Supplied entries:
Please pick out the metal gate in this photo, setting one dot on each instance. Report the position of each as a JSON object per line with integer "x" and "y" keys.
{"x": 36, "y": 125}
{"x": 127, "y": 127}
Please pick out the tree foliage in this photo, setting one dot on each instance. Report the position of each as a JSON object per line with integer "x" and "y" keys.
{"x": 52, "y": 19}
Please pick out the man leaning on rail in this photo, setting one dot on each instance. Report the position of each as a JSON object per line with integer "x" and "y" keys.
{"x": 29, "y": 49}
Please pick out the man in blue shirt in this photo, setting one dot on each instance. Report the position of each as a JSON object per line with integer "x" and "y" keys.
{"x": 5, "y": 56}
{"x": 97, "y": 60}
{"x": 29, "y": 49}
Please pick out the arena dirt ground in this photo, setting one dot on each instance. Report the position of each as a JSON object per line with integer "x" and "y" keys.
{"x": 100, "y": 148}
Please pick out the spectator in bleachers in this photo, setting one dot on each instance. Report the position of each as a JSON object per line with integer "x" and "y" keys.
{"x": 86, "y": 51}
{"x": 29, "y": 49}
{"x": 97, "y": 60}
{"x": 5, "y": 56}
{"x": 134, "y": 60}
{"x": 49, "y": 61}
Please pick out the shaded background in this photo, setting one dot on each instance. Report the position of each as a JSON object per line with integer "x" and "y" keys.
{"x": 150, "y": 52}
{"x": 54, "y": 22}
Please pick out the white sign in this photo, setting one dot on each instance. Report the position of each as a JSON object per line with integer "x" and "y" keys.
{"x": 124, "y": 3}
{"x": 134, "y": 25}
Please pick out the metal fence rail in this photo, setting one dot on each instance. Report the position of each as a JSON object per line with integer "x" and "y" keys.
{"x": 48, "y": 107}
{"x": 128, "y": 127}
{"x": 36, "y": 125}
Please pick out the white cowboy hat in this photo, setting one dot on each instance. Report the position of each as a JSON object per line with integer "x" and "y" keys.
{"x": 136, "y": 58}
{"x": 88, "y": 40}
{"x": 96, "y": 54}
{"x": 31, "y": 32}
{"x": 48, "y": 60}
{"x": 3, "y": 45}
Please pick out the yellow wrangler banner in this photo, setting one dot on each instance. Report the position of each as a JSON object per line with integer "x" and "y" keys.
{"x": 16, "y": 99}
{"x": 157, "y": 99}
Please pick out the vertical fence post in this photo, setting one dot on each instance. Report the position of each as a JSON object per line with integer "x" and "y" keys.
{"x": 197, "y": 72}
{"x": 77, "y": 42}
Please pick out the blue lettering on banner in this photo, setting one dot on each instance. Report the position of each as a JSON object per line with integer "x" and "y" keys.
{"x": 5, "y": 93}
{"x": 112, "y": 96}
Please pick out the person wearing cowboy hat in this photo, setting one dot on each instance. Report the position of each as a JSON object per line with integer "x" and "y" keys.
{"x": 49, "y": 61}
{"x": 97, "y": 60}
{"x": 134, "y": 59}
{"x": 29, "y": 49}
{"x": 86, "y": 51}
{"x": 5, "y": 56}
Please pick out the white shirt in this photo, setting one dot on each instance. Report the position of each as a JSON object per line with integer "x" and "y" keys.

Work task: Without altering a single word, reproduce the entries above.

Answer below:
Please pick out the metal gate in this photo, setting one dot on each instance. Report the position of each as a JSON object per line with integer "x" and "y" keys.
{"x": 36, "y": 125}
{"x": 127, "y": 127}
Please pick out the tree foliage in this photo, setting one dot on each instance. Report the position of each as a JSON object per line with integer "x" and "y" keys.
{"x": 52, "y": 19}
Please pick out the man leaning on rail in this photo, setting one dot on each instance. Report the position of each as a JSON object per line with integer "x" and "y" keys.
{"x": 29, "y": 49}
Please pick out the man in blue shirt in this photo, setting one dot on each instance. Report the position of each as a JSON object per line with integer "x" and "y" keys.
{"x": 5, "y": 56}
{"x": 97, "y": 60}
{"x": 29, "y": 49}
Please pick out the arena dirt ground in this photo, setting one dot on each instance. Report the position of each as a JSON object per line with integer "x" and "y" keys.
{"x": 100, "y": 148}
Please pick out the spectator in bleachers in this photo, setting one dot on each instance. Report the position of each as a JSON object per line with integer "x" and "y" keys.
{"x": 86, "y": 51}
{"x": 29, "y": 49}
{"x": 97, "y": 60}
{"x": 5, "y": 56}
{"x": 134, "y": 60}
{"x": 49, "y": 61}
Please pick out the shaded background in this photo, setting one dot on each instance. Report the position of each as a JSON object per line with integer "x" and "y" keys.
{"x": 150, "y": 52}
{"x": 54, "y": 22}
Please pick out the white sign in this photo, setting one dot on each instance. Report the position of each as a JSON object per line with integer "x" and "y" keys.
{"x": 124, "y": 3}
{"x": 134, "y": 25}
Please pick out the metal fence rail in this photo, setting one dot on each instance. Report the position of each as a JSON object per line with integer "x" and "y" keys.
{"x": 48, "y": 107}
{"x": 128, "y": 127}
{"x": 36, "y": 125}
Please pick out the white cowboy hat in this photo, setting one dot on each instance. Report the position of each as a JSON object per line with integer "x" and "y" keys.
{"x": 136, "y": 58}
{"x": 88, "y": 40}
{"x": 96, "y": 54}
{"x": 31, "y": 32}
{"x": 48, "y": 60}
{"x": 3, "y": 45}
Please pick out the yellow wrangler banner in this photo, setting one dot on each instance. Report the position of each as a JSON object per line with integer "x" and "y" keys.
{"x": 16, "y": 99}
{"x": 157, "y": 99}
Please pick out the vertical fence post in this photo, setting one dot on each instance. Report the position of each as a JSON object per line with integer "x" and "y" keys.
{"x": 197, "y": 72}
{"x": 77, "y": 42}
Please pick out the blue lettering on banner in this photo, setting one dot on each instance. Report the position of each as a JSON object per line with integer "x" and "y" keys.
{"x": 5, "y": 93}
{"x": 112, "y": 96}
Please pick out the person wearing cowboy hat in this photo, setting one dot on each instance. Report the position of each as a JSON object per line with integer "x" and "y" keys.
{"x": 49, "y": 61}
{"x": 97, "y": 60}
{"x": 134, "y": 59}
{"x": 29, "y": 49}
{"x": 86, "y": 51}
{"x": 5, "y": 56}
Please pick out the white shirt in this photo, setting one dot on each instance. Report the position of each as a JSON object per line with integer "x" and "y" keys.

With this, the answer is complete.